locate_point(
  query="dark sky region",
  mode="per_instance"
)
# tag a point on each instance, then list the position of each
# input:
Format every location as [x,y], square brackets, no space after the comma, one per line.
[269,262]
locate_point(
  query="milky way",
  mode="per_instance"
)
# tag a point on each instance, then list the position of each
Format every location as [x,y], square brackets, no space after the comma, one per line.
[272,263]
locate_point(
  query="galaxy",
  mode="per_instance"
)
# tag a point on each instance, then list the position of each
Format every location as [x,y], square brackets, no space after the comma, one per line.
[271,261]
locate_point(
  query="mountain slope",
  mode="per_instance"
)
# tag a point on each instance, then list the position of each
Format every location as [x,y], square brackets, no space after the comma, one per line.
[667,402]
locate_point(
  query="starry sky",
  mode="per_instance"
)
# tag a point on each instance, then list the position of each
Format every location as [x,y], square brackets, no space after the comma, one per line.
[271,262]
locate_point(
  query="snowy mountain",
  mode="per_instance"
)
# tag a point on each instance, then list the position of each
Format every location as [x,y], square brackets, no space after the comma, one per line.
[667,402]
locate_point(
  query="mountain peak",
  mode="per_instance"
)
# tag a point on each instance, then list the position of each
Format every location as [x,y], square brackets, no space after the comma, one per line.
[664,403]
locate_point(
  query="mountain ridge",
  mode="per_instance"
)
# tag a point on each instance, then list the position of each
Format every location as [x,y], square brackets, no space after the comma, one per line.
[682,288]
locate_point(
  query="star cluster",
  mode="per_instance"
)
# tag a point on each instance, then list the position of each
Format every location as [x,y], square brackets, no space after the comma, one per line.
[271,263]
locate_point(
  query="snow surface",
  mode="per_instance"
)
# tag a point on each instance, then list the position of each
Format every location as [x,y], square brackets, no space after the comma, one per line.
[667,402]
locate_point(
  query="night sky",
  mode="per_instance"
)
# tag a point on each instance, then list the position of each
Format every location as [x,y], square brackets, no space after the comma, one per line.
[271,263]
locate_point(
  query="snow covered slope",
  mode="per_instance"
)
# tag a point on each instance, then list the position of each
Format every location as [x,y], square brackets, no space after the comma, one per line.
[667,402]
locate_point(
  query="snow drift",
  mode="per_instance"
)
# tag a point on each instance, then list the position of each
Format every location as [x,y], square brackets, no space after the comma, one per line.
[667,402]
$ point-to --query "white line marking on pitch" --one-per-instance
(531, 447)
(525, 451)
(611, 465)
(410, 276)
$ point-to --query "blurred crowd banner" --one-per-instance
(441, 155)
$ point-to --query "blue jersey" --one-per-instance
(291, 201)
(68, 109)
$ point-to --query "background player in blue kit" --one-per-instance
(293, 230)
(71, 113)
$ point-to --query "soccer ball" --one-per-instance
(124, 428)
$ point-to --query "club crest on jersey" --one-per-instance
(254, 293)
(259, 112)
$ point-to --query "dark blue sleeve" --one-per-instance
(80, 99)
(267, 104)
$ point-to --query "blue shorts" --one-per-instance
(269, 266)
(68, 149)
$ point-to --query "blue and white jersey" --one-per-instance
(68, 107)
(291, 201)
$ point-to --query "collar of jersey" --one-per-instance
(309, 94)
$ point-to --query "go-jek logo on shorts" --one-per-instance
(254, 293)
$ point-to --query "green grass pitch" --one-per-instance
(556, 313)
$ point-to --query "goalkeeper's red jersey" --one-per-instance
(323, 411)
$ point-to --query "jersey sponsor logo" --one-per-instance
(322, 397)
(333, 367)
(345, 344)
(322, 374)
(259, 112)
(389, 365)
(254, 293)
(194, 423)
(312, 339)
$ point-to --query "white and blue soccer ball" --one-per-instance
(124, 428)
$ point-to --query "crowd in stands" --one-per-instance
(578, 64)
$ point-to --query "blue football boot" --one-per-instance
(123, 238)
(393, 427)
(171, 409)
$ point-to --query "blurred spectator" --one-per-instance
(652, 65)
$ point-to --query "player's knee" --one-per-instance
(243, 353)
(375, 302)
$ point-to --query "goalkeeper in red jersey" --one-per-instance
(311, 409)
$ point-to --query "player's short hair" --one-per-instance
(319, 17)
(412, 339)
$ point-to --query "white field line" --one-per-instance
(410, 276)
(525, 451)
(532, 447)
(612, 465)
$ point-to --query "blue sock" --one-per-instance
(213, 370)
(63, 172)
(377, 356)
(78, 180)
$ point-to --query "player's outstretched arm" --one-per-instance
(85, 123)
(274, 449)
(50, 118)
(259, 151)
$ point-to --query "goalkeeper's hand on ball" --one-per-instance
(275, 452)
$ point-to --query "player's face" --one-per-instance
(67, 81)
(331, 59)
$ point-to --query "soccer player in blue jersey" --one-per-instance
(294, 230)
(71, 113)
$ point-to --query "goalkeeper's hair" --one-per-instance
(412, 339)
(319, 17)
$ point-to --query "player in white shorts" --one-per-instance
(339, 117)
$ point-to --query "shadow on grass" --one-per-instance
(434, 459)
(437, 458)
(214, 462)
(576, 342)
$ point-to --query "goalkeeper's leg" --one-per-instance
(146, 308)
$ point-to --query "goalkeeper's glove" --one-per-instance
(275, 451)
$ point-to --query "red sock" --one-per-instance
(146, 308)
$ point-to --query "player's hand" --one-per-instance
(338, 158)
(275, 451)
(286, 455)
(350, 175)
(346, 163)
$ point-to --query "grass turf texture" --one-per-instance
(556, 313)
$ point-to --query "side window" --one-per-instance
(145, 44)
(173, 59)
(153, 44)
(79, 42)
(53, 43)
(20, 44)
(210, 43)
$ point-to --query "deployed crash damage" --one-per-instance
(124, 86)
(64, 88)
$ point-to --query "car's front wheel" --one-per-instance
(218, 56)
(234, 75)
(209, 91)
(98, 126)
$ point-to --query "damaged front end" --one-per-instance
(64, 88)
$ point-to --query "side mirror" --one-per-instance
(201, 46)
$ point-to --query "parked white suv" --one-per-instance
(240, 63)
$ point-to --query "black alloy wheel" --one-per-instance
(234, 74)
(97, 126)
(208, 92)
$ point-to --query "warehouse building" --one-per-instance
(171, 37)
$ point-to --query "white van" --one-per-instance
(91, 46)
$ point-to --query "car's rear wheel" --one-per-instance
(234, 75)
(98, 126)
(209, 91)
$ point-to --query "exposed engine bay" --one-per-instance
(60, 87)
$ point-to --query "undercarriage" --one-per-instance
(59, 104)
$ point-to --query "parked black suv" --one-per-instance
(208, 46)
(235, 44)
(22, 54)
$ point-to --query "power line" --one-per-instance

========

- _Aim of the task_
Restate the listing word for word.

- _Result below_
locate_point(
  query="dark sky region",
  mode="per_instance"
)
# tag a point on each instance, then list the position of each
# input:
Format every location as [x,y], square brackets, no space after the comma, one per line.
[269,262]
locate_point(
  query="milky way",
  mode="per_instance"
)
# tag a point on each instance, then list the position of each
Format every location as [x,y], square brackets, no space after the comma, one per line.
[272,263]
locate_point(
  query="galaxy",
  mode="per_instance"
)
# tag a point on each instance, then list the position of each
Format every location as [x,y], square brackets, no space after the comma, one per line.
[271,261]
locate_point(
  query="mountain slope",
  mode="per_instance"
)
# tag a point on each instance, then list the position of each
Format every location as [x,y], square brackets, no space after the comma, one per line.
[667,402]
locate_point(
  query="starry sky",
  mode="per_instance"
)
# tag a point on each instance, then list the position of each
Format every location as [x,y], square brackets, no space after the comma, one per line.
[271,262]
locate_point(
  query="snowy mountain",
  mode="per_instance"
)
# tag a point on each instance, then list the position of each
Format every location as [x,y], square brackets, no space after the comma, one per line.
[667,402]
locate_point(
  query="mountain peak",
  mode="per_instance"
)
# tag a point on each instance, then list the position of each
Format every location as [x,y], square brackets, no space after the comma, one per line.
[664,403]
locate_point(
  query="mountain ridge",
  mode="per_instance"
)
# tag a point on each instance, then list the position of each
Format every location as [x,y], square brackets, no space after the comma, one per line.
[682,288]
locate_point(
  query="star cluster",
  mode="per_instance"
)
# tag a point on each instance, then list the position of each
Format every location as [x,y], square brackets, no space after the comma, one per line.
[271,263]
locate_point(
  query="snow surface",
  mode="per_instance"
)
# tag a point on each instance, then list the position of each
Format every location as [x,y], square brackets, no space after the comma, one per line.
[667,402]
locate_point(
  query="night sky",
  mode="per_instance"
)
# tag a point on each instance, then list the position of each
Format every location as [x,y], square brackets, no space after the comma, one per line.
[271,263]
locate_point(
  query="snow covered slope",
  mode="per_instance"
)
# tag a point on each instance, then list the position of each
Format every location as [x,y], square brackets, no space after the comma, one per line.
[667,402]
locate_point(
  query="snow drift",
  mode="per_instance"
)
# tag a point on each instance, then list the position of each
Format every location as [x,y], square brackets, no space after the comma, one per line.
[667,402]
$ point-to --query "white line marking on pitch" --one-per-instance
(531, 447)
(525, 451)
(611, 465)
(410, 276)
$ point-to --query "blurred crowd banner" --one-per-instance
(441, 155)
$ point-to --query "blue jersey" --one-per-instance
(291, 201)
(68, 109)
$ point-to --query "background player in blue kit" --one-per-instance
(293, 230)
(71, 113)
$ point-to --query "soccer ball" --one-per-instance
(124, 428)
$ point-to --query "club crest on jersey" --one-per-instance
(254, 293)
(259, 112)
$ point-to --query "dark blue sleeve" --one-per-instance
(80, 99)
(267, 104)
$ point-to --query "blue shorts" --one-per-instance
(269, 266)
(68, 149)
$ point-to --query "blue and white jersey" --one-per-instance
(68, 107)
(291, 201)
$ point-to --query "collar of jersey" --one-per-instance
(309, 94)
$ point-to --query "go-jek logo on shorts" --one-per-instance
(254, 293)
$ point-to --query "green grass pitch" --one-per-instance
(556, 313)
$ point-to --query "goalkeeper's red jersey" --one-per-instance
(323, 411)
$ point-to --query "jersey sponsor logo" --one-per-instance
(322, 397)
(333, 367)
(345, 344)
(322, 374)
(259, 112)
(389, 365)
(254, 293)
(194, 423)
(312, 339)
$ point-to --query "white and blue soccer ball" --one-per-instance
(124, 428)
$ point-to --query "crowd in stands" --one-per-instance
(578, 64)
$ point-to --query "blue football boot" --one-per-instance
(123, 238)
(393, 427)
(171, 409)
$ point-to --query "blurred spectator" --one-per-instance
(652, 65)
$ point-to --query "player's knee" --one-per-instance
(243, 353)
(375, 302)
$ point-to --query "goalkeeper in red jersey" --one-per-instance
(311, 409)
$ point-to --query "player's short hair" --one-per-instance
(319, 17)
(412, 339)
$ point-to --query "white field line" --one-per-instance
(410, 276)
(525, 451)
(532, 447)
(612, 465)
$ point-to --query "blue sock" --one-per-instance
(213, 370)
(63, 172)
(377, 356)
(78, 180)
$ point-to --query "player's outstretched arm" --one-per-instance
(85, 123)
(274, 449)
(50, 118)
(259, 151)
$ point-to --query "goalkeeper's hand on ball" --one-per-instance
(275, 452)
$ point-to --query "player's face" --one-per-instance
(67, 81)
(331, 59)
$ point-to --query "soccer player in blue jersey" --one-per-instance
(294, 230)
(71, 113)
$ point-to --query "goalkeeper's hair" --one-per-instance
(412, 339)
(319, 17)
$ point-to --query "player in white shorts" --one-per-instance
(339, 117)
$ point-to --query "shadow on grass" --one-per-instance
(434, 459)
(437, 458)
(214, 462)
(576, 342)
$ point-to --query "goalkeeper's leg" --one-per-instance
(146, 308)
$ point-to --query "goalkeeper's glove" --one-per-instance
(275, 451)
$ point-to --query "red sock" --one-per-instance
(146, 308)
$ point-to --query "player's hand" --one-per-instance
(338, 158)
(275, 451)
(286, 455)
(350, 175)
(346, 163)
$ point-to --query "grass turf texture" --one-per-instance
(556, 313)
$ point-to --query "side window" --one-per-instance
(145, 44)
(173, 59)
(153, 44)
(79, 42)
(53, 43)
(20, 44)
(210, 43)
$ point-to --query "deployed crash damage" --one-per-instance
(124, 86)
(64, 88)
$ point-to --query "car's front wheel" --one-per-instance
(218, 56)
(234, 75)
(209, 91)
(98, 126)
$ point-to --query "damaged front end" --one-per-instance
(64, 88)
$ point-to --query "side mirror" --one-per-instance
(201, 46)
$ point-to --query "parked white suv" --one-per-instance
(240, 63)
$ point-to --query "black alloy wheel" --one-per-instance
(234, 74)
(97, 126)
(208, 92)
$ point-to --query "warehouse building" --one-per-instance
(171, 37)
$ point-to --query "white van" --one-per-instance
(91, 46)
$ point-to --query "car's rear wheel" --one-per-instance
(234, 75)
(98, 126)
(209, 91)
$ point-to --query "exposed engine bay" --one-per-instance
(60, 87)
$ point-to --query "undercarriage" --one-per-instance
(59, 104)
$ point-to --query "parked black suv" --one-per-instance
(208, 46)
(235, 44)
(22, 54)
$ point-to --query "power line" --one-per-instance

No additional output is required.